## Requirements
Copy out the material below word for word, keeping every line as it stands.

## Records provided
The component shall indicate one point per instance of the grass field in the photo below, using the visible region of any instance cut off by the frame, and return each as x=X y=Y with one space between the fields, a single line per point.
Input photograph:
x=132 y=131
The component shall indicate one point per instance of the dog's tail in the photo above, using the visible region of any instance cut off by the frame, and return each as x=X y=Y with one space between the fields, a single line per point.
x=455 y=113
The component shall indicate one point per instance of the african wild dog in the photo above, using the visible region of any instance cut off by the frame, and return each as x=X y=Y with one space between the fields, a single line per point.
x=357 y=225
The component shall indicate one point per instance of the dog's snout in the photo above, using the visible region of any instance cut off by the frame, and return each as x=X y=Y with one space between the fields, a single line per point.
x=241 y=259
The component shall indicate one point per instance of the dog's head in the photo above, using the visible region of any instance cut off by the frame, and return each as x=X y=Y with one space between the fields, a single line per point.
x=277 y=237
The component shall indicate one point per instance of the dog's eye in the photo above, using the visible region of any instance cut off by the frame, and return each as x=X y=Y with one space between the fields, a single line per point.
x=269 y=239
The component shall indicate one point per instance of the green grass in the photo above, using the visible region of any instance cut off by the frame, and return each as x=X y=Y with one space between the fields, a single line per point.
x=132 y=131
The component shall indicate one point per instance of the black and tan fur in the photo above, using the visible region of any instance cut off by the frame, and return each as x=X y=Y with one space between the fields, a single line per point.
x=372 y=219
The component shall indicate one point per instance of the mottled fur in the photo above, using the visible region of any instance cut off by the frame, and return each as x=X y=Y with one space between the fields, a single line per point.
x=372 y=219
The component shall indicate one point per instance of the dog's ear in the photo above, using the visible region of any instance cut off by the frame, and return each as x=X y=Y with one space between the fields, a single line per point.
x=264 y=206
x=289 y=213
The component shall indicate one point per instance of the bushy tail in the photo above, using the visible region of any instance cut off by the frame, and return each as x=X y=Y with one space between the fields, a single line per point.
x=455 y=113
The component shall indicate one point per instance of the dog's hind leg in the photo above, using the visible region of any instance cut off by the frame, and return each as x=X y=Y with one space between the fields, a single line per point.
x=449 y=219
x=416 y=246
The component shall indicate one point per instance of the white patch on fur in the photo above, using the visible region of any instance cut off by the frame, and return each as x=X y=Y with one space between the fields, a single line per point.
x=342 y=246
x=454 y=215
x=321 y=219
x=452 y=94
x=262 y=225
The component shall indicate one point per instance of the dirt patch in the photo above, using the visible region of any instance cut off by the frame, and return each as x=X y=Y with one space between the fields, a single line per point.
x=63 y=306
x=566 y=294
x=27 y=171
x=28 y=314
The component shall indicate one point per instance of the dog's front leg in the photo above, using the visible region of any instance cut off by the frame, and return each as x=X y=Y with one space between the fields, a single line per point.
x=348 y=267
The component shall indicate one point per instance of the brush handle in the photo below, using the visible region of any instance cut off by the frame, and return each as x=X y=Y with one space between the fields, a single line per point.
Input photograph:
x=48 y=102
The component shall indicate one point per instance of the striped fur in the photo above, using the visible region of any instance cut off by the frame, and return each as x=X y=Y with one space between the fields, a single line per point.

## Expected answer
The component shall indicate one point per instance of the grass field in the photo below, using the visible region of any instance cut off by the frame, and return each as x=X y=Y with one space between the fields, a single line per point.
Input photograph:
x=132 y=131
The component shall indicate one point per instance of the dog's tail in the photo above, using the visible region of any instance cut off by the frame, and return each as x=X y=Y with one space between the fields, a single line per point.
x=455 y=113
The component shall indicate one point per instance of the african wild dog in the photo above, using the visible region of any instance cut off by the frame, and return each as x=X y=Y with one space between the fields, a single line per point.
x=357 y=225
The component shall indicate one point per instance of the dog's snout in the photo above, using the visible region of any instance cut off by the frame, and return each as x=X y=Y with one space between the fields, a single line per point.
x=241 y=259
The component shall indicate one point per instance of the dog's head in the photo above, using the visible region of any instance cut off by the frame, and return each as x=X y=Y with one space between the fields, a single line per point.
x=277 y=237
The component shall indicate one point per instance of the dog's eye in the photo above, using the visible region of any instance cut off by the frame, and return each as x=X y=Y with one space between the fields, a single line per point.
x=269 y=239
The component shall indicate one point per instance of the green grass in the photo above, using the visible region of any instance cut off by the frame, and return each as x=X y=Y with one space between the fields, a single line per point.
x=132 y=131
The component shall indicate one point per instance of the black and tan fur in the photo above, using the visible region of any instance cut off by the frame, and return each as x=X y=Y with one space between the fields, a single line per point.
x=372 y=219
The component shall indicate one point per instance of the mottled fur in the photo above, using the visible region of any instance cut off by the frame, and return each as x=X y=Y with one space between the fields, a single line per point.
x=372 y=219
The component shall indicate one point per instance of the dog's ear in the photo above, using the visible region of any instance cut off by the frame, and return each as x=X y=Y with one space between the fields, a single line per point.
x=264 y=206
x=289 y=213
The component shall indicate one point per instance of the bushy tail in the photo above, using the visible region of any instance cut off by the frame, and return each as x=X y=Y with one space between the fields, a single line per point.
x=455 y=113
The component shall indicate one point per instance of the dog's hind leg in the photo above, using the visible region of any instance cut off by the frame, and return each as x=X y=Y with one space between the fields, a single line per point.
x=449 y=219
x=416 y=246
The component shall indicate one point per instance of the white patch on fur in the photo above, using the visible region of any instance cut off by the frame, and return each as x=X y=Y with one space between the fields, a single line per point.
x=342 y=246
x=454 y=215
x=321 y=219
x=452 y=94
x=262 y=225
The component shall indicate one point per instance of the dirt patch in the photo above, using the visible region of any instance cut off by the frame, and return each as x=X y=Y with one space between the fields, a single line per point.
x=63 y=306
x=566 y=294
x=27 y=171
x=28 y=314
The component shall indicate one point per instance of the dog's front leg in the photo above, using the visible region of any instance cut off by the frame, and return each as x=X y=Y with one space between the fields, a single line per point.
x=348 y=267
The component shall indicate one point per instance of the brush handle in the photo below, using the visible region of any instance cut off by the frame, and return each as x=X y=Y with one space between the fields, a single line per point.
Input photograph:
x=48 y=102
The component shall indicate one point per instance of the striped fur in the photo above, using the visible region of any instance cut off by the frame, and return each as x=X y=Y with one space between the fields, a single line per point.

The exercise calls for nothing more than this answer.